__Work to be completed__:
Copy each of the following records verbatim, keeping every line and every coordinate as it appears.

__Source material__:
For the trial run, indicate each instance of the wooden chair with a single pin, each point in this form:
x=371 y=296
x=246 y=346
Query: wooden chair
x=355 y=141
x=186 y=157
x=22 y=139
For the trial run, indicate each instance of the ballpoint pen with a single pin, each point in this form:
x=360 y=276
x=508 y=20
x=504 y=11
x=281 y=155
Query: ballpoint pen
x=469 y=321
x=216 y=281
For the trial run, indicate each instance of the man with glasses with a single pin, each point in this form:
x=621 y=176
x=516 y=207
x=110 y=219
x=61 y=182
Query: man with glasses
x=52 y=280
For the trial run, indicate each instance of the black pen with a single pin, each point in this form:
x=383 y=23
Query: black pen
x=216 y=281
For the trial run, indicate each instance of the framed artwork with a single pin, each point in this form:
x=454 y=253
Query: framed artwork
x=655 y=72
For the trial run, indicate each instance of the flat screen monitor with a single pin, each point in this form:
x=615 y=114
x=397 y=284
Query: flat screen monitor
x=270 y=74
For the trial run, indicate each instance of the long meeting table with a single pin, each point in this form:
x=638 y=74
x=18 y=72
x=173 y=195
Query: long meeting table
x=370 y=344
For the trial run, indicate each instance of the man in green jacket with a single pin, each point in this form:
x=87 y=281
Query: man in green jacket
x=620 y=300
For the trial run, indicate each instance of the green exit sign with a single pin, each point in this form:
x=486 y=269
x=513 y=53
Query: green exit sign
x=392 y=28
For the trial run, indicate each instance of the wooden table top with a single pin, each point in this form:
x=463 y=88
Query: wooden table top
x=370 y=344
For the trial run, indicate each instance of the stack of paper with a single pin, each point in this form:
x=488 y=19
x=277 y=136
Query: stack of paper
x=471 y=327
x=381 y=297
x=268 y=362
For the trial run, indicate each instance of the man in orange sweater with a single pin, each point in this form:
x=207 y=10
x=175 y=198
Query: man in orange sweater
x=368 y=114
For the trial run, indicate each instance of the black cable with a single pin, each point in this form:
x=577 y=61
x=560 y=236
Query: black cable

__Task solution__:
For the trial run, indicate each instance of the wooden chair with a single pin, each point in this form:
x=371 y=296
x=246 y=346
Query: wooden chair
x=355 y=141
x=186 y=157
x=22 y=139
For the trial run, indicate each instance of the ballpoint pen with a single pin, each point in this form:
x=360 y=276
x=508 y=20
x=504 y=11
x=281 y=155
Query: ballpoint pen
x=469 y=321
x=216 y=281
For the trial run, indicate each instance of the man with glasses with a single pin, each point in this form:
x=621 y=176
x=516 y=207
x=110 y=219
x=61 y=182
Query: man with glasses
x=52 y=280
For the trial run, indicate each instance of the black pen with a single pin, each point in this form:
x=383 y=23
Query: black pen
x=216 y=281
For the trial run, indicate each instance of the framed artwork with a single pin, each point in this form:
x=454 y=253
Query: framed artwork
x=655 y=72
For the trial run, indicate each instance of the flat screen monitor with a single pin, each point in this form:
x=615 y=114
x=397 y=284
Query: flat screen monitor
x=270 y=74
For the trial run, indicate each instance of the long meeting table with a single pin, each point in this form:
x=638 y=74
x=18 y=72
x=173 y=195
Query: long meeting table
x=370 y=344
For the trial run, indicate each instance of the man in green jacket with a single pin, each point in this form:
x=87 y=281
Query: man in green jacket
x=620 y=300
For the trial run, indicate each instance of the green exit sign with a single pin, each point in this form:
x=486 y=269
x=513 y=53
Query: green exit sign
x=392 y=28
For the trial run, indicate each instance of the wooden table top with a single pin, each point in this form:
x=463 y=88
Query: wooden table top
x=370 y=344
For the trial run, indicate each instance of the stack of paper with a single pin, each point in this form:
x=488 y=19
x=277 y=136
Query: stack of paper
x=471 y=327
x=381 y=297
x=268 y=362
For the trial run, indicate each instance of the man in orange sweater with a single pin, each point in this form:
x=207 y=10
x=175 y=198
Query: man in orange sweater
x=368 y=114
For the trial run, indicate each instance of the black cable with a single pin, each point in this form:
x=577 y=61
x=560 y=236
Query: black cable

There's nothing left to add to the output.